WHAT NEEDS TO BE DONE: From the line containing "Target: burgundy fascinator hat" down to the last line of the data, output each line word for word and include nothing else.

RECORDS FOR THE EXERCISE START

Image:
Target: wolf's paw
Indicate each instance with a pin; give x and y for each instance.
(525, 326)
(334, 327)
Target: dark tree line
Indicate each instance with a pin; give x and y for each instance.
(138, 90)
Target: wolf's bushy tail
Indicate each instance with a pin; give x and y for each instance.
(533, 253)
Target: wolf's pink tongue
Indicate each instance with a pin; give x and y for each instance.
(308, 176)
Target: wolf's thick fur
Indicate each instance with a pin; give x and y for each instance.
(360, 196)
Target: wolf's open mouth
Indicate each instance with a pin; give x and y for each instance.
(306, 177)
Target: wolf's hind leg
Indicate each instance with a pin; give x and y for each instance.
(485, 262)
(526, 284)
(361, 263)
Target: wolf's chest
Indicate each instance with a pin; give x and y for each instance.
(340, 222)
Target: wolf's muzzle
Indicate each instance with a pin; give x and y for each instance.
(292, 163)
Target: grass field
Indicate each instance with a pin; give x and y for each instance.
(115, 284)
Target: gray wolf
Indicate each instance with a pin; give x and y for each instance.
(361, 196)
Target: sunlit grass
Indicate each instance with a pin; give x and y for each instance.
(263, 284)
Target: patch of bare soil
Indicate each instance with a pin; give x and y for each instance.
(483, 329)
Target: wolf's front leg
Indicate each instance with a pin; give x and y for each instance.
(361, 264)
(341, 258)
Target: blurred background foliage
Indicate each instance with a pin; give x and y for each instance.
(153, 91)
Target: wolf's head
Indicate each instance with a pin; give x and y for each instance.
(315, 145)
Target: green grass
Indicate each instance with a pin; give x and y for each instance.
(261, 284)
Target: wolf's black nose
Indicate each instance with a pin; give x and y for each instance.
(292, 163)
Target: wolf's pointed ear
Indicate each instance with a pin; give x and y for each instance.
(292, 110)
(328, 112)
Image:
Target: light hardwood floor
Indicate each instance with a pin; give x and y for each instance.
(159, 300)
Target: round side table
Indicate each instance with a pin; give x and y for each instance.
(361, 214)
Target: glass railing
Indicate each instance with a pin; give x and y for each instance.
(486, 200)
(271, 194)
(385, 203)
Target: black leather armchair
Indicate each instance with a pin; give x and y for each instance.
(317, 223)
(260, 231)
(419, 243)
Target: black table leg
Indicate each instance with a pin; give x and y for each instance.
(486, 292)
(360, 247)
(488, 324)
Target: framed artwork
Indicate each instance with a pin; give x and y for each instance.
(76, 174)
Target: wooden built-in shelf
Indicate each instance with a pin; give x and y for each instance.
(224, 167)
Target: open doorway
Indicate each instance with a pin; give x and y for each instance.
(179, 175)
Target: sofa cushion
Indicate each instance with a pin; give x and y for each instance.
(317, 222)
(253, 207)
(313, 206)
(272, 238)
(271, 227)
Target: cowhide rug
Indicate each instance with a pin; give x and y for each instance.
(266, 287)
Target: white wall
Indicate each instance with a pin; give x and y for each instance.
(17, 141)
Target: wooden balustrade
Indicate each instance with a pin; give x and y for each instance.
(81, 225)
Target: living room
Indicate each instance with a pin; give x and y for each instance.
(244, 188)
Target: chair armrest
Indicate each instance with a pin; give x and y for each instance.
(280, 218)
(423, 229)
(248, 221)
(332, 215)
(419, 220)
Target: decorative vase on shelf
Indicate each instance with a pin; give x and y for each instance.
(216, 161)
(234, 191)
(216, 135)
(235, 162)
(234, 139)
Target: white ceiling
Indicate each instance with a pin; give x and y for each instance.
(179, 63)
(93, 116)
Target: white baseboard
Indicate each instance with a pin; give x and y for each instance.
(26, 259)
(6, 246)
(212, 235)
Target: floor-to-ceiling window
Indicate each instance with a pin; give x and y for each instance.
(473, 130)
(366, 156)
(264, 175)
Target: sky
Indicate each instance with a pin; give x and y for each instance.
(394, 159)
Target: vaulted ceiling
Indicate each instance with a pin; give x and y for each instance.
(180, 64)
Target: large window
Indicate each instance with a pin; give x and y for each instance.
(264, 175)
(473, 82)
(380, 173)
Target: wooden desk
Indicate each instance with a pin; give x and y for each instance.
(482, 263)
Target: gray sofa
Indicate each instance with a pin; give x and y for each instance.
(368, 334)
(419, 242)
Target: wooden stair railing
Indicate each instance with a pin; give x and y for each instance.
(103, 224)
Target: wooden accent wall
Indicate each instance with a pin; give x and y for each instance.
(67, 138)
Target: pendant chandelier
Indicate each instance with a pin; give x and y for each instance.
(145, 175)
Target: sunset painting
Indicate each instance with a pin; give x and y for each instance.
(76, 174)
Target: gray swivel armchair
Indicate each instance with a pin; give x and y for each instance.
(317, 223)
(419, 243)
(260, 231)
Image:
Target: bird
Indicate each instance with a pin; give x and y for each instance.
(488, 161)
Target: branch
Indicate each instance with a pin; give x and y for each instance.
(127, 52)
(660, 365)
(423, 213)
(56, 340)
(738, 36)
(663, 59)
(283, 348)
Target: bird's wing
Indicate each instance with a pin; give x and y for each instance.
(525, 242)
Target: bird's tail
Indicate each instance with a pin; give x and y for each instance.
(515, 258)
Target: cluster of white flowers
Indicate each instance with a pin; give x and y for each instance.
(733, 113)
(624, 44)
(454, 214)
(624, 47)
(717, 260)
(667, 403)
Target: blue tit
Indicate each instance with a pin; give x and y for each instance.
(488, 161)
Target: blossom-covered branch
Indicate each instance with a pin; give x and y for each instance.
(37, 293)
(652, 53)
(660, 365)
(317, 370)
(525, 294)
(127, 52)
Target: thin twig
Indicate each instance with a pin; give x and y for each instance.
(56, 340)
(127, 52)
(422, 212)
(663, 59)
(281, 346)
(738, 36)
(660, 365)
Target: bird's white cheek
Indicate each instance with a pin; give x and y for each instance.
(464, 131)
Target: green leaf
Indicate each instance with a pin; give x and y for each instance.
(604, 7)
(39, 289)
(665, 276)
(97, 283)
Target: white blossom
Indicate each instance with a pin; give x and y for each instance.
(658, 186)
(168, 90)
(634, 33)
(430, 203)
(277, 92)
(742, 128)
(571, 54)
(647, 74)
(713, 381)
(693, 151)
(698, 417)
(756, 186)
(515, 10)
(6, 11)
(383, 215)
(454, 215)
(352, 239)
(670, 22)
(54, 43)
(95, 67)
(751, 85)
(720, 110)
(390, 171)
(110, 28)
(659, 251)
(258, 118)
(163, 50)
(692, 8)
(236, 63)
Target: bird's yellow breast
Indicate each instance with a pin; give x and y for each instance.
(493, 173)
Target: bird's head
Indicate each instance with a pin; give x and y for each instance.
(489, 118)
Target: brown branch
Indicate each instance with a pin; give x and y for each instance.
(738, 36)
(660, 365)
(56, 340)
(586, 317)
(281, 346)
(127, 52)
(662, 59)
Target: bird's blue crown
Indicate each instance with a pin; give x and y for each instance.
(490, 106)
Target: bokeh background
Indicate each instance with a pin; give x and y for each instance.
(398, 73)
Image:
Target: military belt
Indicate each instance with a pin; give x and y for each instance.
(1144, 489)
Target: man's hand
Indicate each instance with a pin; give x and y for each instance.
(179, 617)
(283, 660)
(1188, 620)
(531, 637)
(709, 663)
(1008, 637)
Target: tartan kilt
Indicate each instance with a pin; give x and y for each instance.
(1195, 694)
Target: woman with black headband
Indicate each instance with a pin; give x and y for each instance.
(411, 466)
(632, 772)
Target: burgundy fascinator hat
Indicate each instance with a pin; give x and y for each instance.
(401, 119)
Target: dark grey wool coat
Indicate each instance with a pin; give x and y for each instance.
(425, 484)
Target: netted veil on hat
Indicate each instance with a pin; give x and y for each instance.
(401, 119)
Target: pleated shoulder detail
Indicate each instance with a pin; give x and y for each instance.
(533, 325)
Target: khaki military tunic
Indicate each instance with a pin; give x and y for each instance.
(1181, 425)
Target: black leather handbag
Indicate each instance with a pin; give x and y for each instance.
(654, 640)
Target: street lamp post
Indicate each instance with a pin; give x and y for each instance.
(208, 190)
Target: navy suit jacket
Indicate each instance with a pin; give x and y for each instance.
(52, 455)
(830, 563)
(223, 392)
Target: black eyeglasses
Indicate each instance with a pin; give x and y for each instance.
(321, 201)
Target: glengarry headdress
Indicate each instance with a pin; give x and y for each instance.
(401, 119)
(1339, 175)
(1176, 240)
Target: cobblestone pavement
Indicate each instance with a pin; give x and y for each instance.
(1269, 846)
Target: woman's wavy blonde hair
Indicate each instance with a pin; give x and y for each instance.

RECORDS FOR THE EXERCISE END

RESPONSE FOR THIS EXERCISE:
Target: burgundy fascinator hat
Indicate each instance with a pin; give x and y for each instance.
(401, 119)
Target: dark grey wool coat
Indicate each instance with a pin; give x and y for each instance.
(425, 484)
Target: netted veil on hat
Indicate each instance with a pin; give x and y for each instance.
(401, 119)
Target: pleated shoulder detail
Indicate each instance with a pin; give x and y for each instance.
(533, 325)
Target: khaki military tunic
Indicate each instance with a pin; give x and y for each instance.
(1181, 425)
Target: black leather handbag
Indicate each instance with a pin; give x and y for each instance.
(654, 640)
Target: street lamp post
Indicate each instance with a pin; give x and y for each instance.
(208, 190)
Target: navy suit jacket
Indicate each instance with a pin; give x and y for each instance.
(52, 455)
(830, 563)
(223, 392)
Target: black eyeglasses
Indicate each instance with a pin; give x and y for each instance.
(321, 201)
Target: glengarry headdress
Indicate each instance with a pin; give x and y for each instance.
(401, 119)
(1339, 175)
(1176, 240)
Target: cobblestone pavement
Indicate each instance with a pin; give x and y for each instance.
(1269, 846)
Target: woman's wavy blonde hair
Indicate each instance with a pin; give x and y for each instance.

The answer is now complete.